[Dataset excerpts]
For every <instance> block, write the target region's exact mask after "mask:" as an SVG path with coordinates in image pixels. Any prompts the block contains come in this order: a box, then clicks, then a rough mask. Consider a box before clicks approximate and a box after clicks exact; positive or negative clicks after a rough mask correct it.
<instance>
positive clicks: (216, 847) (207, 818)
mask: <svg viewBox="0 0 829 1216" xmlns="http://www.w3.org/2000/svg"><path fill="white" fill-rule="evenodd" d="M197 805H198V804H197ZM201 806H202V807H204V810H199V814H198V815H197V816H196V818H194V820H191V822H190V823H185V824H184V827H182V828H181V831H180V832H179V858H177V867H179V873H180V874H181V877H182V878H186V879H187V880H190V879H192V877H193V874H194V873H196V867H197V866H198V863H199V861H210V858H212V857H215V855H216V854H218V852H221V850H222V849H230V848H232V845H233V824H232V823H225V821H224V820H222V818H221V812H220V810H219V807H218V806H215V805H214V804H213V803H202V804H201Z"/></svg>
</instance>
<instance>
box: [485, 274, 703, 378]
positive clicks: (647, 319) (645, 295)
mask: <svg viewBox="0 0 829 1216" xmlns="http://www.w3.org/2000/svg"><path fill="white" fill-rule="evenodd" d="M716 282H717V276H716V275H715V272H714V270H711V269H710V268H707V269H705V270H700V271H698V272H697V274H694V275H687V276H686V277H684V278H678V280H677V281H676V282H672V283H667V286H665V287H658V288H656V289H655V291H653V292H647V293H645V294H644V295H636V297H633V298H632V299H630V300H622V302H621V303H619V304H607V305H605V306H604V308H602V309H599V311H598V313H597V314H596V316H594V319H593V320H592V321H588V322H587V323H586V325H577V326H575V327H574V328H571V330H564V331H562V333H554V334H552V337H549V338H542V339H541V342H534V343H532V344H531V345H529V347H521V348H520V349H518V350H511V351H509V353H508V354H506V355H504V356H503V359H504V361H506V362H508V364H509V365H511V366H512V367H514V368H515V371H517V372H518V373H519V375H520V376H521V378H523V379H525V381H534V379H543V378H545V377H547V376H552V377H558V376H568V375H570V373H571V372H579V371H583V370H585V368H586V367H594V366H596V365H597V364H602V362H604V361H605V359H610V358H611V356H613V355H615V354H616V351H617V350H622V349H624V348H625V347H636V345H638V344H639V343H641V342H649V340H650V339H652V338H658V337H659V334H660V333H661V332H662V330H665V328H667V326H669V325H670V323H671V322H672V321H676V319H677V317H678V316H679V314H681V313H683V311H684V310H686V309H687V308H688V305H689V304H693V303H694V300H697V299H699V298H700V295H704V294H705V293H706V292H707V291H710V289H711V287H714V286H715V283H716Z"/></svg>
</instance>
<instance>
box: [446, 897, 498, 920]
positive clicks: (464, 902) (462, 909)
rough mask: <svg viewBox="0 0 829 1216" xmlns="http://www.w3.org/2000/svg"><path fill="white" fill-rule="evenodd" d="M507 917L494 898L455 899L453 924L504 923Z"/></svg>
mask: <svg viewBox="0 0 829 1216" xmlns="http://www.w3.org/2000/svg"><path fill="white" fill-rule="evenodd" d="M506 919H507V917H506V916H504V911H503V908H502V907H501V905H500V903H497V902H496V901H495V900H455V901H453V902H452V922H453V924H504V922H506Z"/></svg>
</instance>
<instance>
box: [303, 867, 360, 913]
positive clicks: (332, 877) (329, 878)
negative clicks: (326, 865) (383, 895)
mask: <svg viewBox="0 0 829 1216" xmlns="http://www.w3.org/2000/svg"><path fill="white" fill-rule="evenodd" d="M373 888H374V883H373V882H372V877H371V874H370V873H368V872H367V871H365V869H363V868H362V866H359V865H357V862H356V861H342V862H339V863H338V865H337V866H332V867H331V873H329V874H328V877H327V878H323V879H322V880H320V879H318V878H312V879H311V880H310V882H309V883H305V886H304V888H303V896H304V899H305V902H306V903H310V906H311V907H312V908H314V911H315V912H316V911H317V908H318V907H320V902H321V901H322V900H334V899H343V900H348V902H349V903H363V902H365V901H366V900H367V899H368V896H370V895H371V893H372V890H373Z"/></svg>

> **What the exercise asks**
Please return every one of the records above, unchanged, character for character.

> **Output of the task**
For every <instance> block, write the target region's exact mask after "mask:" as an SVG path with coordinates in image pixels. Any prompts the block contains come in this order: a box, then clicks, then a rough mask. Consider a box before clicks approximate and a box after clicks exact; positive or negative clicks after a rough mask correct it.
<instance>
positive clicks: (216, 847) (207, 818)
mask: <svg viewBox="0 0 829 1216" xmlns="http://www.w3.org/2000/svg"><path fill="white" fill-rule="evenodd" d="M197 805H198V804H197ZM201 806H202V807H204V810H199V814H198V815H197V816H196V818H194V820H191V822H190V823H185V824H184V827H182V828H181V831H180V832H179V858H177V867H179V873H180V874H181V877H182V878H186V879H187V880H190V879H192V877H193V874H194V873H196V867H197V866H198V863H199V861H210V858H212V857H215V855H216V854H218V852H221V850H222V849H230V848H232V845H233V824H232V823H225V821H224V820H222V818H221V812H220V810H219V807H218V806H215V805H214V804H213V803H202V804H201Z"/></svg>
</instance>
<instance>
box: [485, 274, 703, 378]
positive clicks: (647, 319) (645, 295)
mask: <svg viewBox="0 0 829 1216" xmlns="http://www.w3.org/2000/svg"><path fill="white" fill-rule="evenodd" d="M716 282H717V276H716V275H715V272H714V270H711V269H710V268H707V269H705V270H700V271H698V272H697V274H694V275H687V276H686V277H684V278H678V280H677V281H676V282H672V283H667V286H665V287H658V288H656V289H655V291H653V292H647V293H645V294H644V295H636V297H633V298H632V299H630V300H622V302H621V303H619V304H607V305H605V306H604V308H602V309H599V311H598V313H597V314H596V316H594V319H593V320H592V321H588V322H587V323H586V325H577V326H575V327H574V328H571V330H564V331H562V333H554V334H552V337H549V338H542V339H541V342H534V343H532V344H531V345H529V347H521V348H520V349H518V350H511V351H509V353H508V354H506V355H504V356H503V359H504V361H506V362H508V364H509V365H511V366H512V367H514V368H515V371H517V372H518V373H519V375H520V376H521V378H523V379H525V381H534V379H543V378H545V377H547V376H552V377H558V376H568V375H570V373H571V372H579V371H583V370H585V368H586V367H594V366H596V365H597V364H602V362H604V361H605V359H610V358H611V356H613V355H615V354H616V351H617V350H622V349H624V348H625V347H636V345H638V344H639V343H641V342H649V340H650V339H652V338H658V337H659V334H660V333H661V332H662V330H665V328H667V326H669V325H670V323H671V322H672V321H676V319H677V317H678V316H679V314H681V313H683V311H684V310H686V309H687V308H688V305H689V304H693V303H694V300H697V299H699V298H700V295H704V294H705V293H706V292H707V291H710V289H711V287H714V286H715V283H716Z"/></svg>
</instance>
<instance>
box: [446, 897, 498, 920]
positive clicks: (464, 902) (462, 909)
rough mask: <svg viewBox="0 0 829 1216" xmlns="http://www.w3.org/2000/svg"><path fill="white" fill-rule="evenodd" d="M507 917L494 898L455 899L453 924L504 923Z"/></svg>
mask: <svg viewBox="0 0 829 1216" xmlns="http://www.w3.org/2000/svg"><path fill="white" fill-rule="evenodd" d="M506 919H507V917H506V916H504V911H503V908H502V907H501V905H500V903H497V902H496V901H495V900H455V901H453V902H452V922H453V924H504V922H506Z"/></svg>
</instance>
<instance>
box: [303, 867, 360, 913]
positive clicks: (332, 877) (329, 878)
negative clicks: (326, 865) (383, 895)
mask: <svg viewBox="0 0 829 1216" xmlns="http://www.w3.org/2000/svg"><path fill="white" fill-rule="evenodd" d="M373 888H374V883H373V882H372V877H371V874H370V873H368V872H367V871H365V869H363V868H362V866H359V865H357V862H356V861H342V862H339V863H338V865H337V866H332V867H331V873H329V874H328V877H327V878H323V879H322V880H320V879H318V878H312V879H311V880H310V882H309V883H305V886H304V888H303V896H304V899H305V902H306V903H310V906H311V907H312V908H314V911H315V912H316V911H317V908H318V907H320V902H321V901H322V900H334V899H343V900H348V902H349V903H363V902H365V901H366V900H367V899H368V896H370V895H371V893H372V890H373Z"/></svg>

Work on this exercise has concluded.